*Short problem A*
Return the passage of the loyalty program text starting with "Lead scoring is typically" and going on through "each particular customer.", copied word for word.
*Short problem B*
Scale the point coordinates in the records by 2.25, rounding each to a whole number with halves going up. Reproduce only the lines starting with the line with "Expected: one point per instance of the gray" and going on through the end of the records, keeping the requests unchanged and leaving the pictures out.

[begin Extracted text]

So, why are customers declining these seemingly favorable opportunities?

The reason is delayed gratification, which diminishes the value of a program. With standard loyalty programs, it takes an average of six months — sometimes as long as 16 months — for customers to earn an incentive. For this reason, providing consumers with instant and goal-oriented rewards is imperative to increase purchase rates.

Optimizing Loyalty Programs With Customer Engagement Strategies

With the accumulation of unredeemed points and rewards, brands must develop strategies to maximize program engagement. “70% [of customers] are more likely to recommend a brand if they have a good loyalty program,” states Michael Klein, Global Director of Industry Strategy and Marketing at Adobe.

When creating effective programs, it’s ideal to combine easily attainable rewards with long-term aspirational ones. This requires clearly communicating how the customer can benefit from each reward to enhance its value proposition and relevance.

Case in point, Kohl’s and Old Navy offer cash rewards that require customers to make a second purchase to redeem the reward. This gives consumers a goal to work toward while building loyalty and brand profitability.

Loyalty Program Alternatives: Customer Personalization

While loyalty programs aim to increase ROI for your business, some companies feel these programs are too large of an investment and cannot obtain value from them.

So, what other actions can you take to expand customer retention efforts?

Customer personalization is a viable alternative for generating brand loyalty. This strategy creates meaningful moments customized for specific consumer purchasing habits and preferences. It’s best to communicate with customers during each touchpoint in their journey by following up with a personalized email campaign after every purchase or action.

“The whole purpose of loyalty,” says Ashley Lockridge, Vice President of Strategic Consulting at Epsilon, “is not necessarily to live over here in a silo…which, for many organizations, they have a loyalty program, and they kind of live in their own little world. The beauty of [customer personalization] is that you can combine the two so that with every touchpoint, you have the ability to speak to that person on a one-to-one level.”

No matter the loyalty efforts you leverage, it’s crucial to diversify, personalize, and optimize each strategy.

Adobe’s Marketo platform helps you get measurable results from acquisition to advocacy, all while keeping customers engaged. Marketo allows you to send emails, build landing pages and, most importantly, look at data so client journeys can be customized.

Specifically, Marketo’s lead scoring tools allow you to build out the customer journeys from when they first appear in your database all the way to close. Through personalized campaigns, the scoring strategies help you attract, nurture, and deliver on win-ready leads.

What is Lead Scoring?

Lead scoring is the methodology for ranking leads in order of sales-readiness. It saves time and helps companies focus on high-quality leads that have a better chance of converting through to a sale. Once a lead scoring method has filtered relevant leads, companies can customize their communication approach to meet the needs of the customer, further moving them toward a sale.

Lead scoring is typically divided into two segments: demographic scoring and behavioral scoring. Demographic scoring is anything that exists in your data that has to do with who your customer is. This could be company size, company name, industry, job title, or country — the list can be infinite. Behavioral scoring includes things like filling out a form, browsing a website, event attendance, and other similar actions. Demographic and behavioral components work together to create a lead score for each particular customer.

[end Extracted text]
[begin Record set]

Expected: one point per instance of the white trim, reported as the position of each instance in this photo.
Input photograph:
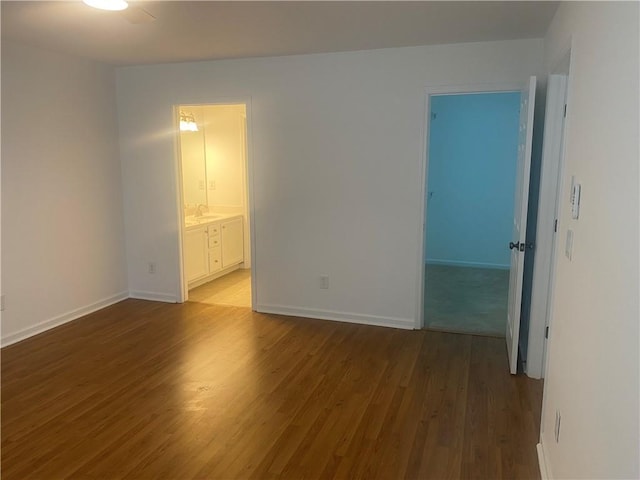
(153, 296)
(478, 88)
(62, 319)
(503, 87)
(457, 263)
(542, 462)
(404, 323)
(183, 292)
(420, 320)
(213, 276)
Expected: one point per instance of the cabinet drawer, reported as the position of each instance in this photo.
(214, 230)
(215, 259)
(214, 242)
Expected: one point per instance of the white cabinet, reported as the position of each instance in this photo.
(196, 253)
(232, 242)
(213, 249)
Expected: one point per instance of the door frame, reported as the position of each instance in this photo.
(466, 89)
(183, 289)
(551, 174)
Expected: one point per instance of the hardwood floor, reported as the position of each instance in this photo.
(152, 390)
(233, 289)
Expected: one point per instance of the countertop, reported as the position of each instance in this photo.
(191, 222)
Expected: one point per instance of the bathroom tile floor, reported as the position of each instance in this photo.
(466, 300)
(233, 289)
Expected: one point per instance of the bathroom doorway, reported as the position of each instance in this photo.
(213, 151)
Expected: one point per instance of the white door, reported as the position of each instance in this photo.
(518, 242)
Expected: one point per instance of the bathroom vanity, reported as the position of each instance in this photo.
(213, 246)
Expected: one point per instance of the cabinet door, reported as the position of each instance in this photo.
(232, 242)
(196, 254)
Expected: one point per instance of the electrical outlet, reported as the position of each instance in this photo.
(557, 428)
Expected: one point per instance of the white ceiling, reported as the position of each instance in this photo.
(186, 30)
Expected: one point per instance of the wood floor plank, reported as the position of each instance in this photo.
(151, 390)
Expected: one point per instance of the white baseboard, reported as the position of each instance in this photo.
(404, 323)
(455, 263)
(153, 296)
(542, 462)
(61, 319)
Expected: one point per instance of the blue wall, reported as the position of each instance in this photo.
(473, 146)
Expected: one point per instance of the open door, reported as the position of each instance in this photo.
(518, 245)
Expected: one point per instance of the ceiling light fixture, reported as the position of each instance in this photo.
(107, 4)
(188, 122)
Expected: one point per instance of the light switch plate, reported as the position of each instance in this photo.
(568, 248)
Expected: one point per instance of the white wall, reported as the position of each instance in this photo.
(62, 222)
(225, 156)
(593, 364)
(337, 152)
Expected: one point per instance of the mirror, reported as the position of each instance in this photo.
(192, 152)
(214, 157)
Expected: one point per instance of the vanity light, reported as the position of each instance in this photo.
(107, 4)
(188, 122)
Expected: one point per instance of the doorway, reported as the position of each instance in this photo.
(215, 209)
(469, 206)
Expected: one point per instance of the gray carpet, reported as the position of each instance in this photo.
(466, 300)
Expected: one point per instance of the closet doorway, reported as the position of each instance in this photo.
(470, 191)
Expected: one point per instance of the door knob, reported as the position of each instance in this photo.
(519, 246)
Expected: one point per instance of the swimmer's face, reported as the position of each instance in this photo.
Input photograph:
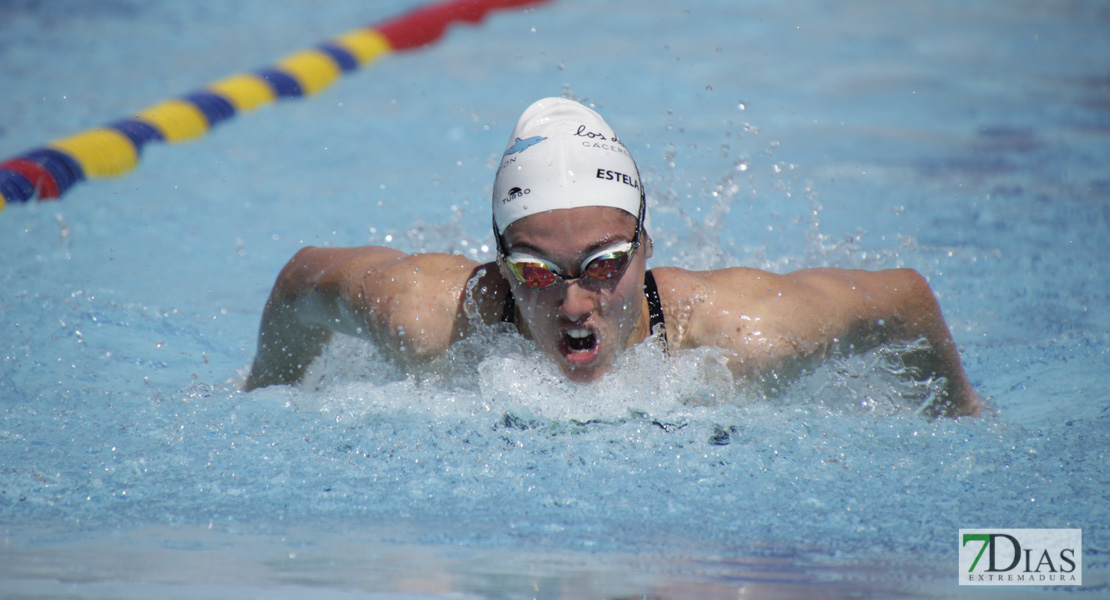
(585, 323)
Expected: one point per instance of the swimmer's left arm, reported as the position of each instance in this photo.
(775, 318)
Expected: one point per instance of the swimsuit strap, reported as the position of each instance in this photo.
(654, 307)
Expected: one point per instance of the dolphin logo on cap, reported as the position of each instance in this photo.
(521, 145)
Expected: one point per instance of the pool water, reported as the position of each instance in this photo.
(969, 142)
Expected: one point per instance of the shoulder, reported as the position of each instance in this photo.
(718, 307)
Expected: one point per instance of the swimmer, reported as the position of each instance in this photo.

[end Record set]

*Written answer A*
Lead scoring is typically divided into two segments: demographic scoring and behavioral scoring. Demographic scoring is anything that exists in your data that has to do with who your customer is. This could be company size, company name, industry, job title, or country — the list can be infinite. Behavioral scoring includes things like filling out a form, browsing a website, event attendance, and other similar actions. Demographic and behavioral components work together to create a lead score for each particular customer.

*Written answer B*
Expected: one point per instance of the gray carpet, reported as the position of each instance in this photo.
(1049, 675)
Expected: one point per instance of the closet doorway, reported as the position of each instance in this photo.
(1058, 430)
Expected: one point per instance of the door knob, reported as the position of each instance in this photo.
(1168, 554)
Expected: one point per instance of the swimmer's face, reported as the position of each instance in this photo.
Input photograph:
(1316, 727)
Expected: one point per instance of the swimmer's left arm, reported as the position of each instance in this photo.
(1744, 716)
Expected: one point per instance of the swimsuit strap, reported as the position of each instance in this photo.
(1472, 691)
Expected: one point per instance of the dolphin logo on cap, reported as the position of each instance in this photo.
(1172, 326)
Expected: one point per instance of the pool water, reported as the position of each instance in this photo.
(2180, 320)
Expected: one point per instance of the shoulder, reported as the position of each instance in this photo.
(1616, 691)
Expected: one point per instance of the swimmer, reported as the position of each instance in this photo.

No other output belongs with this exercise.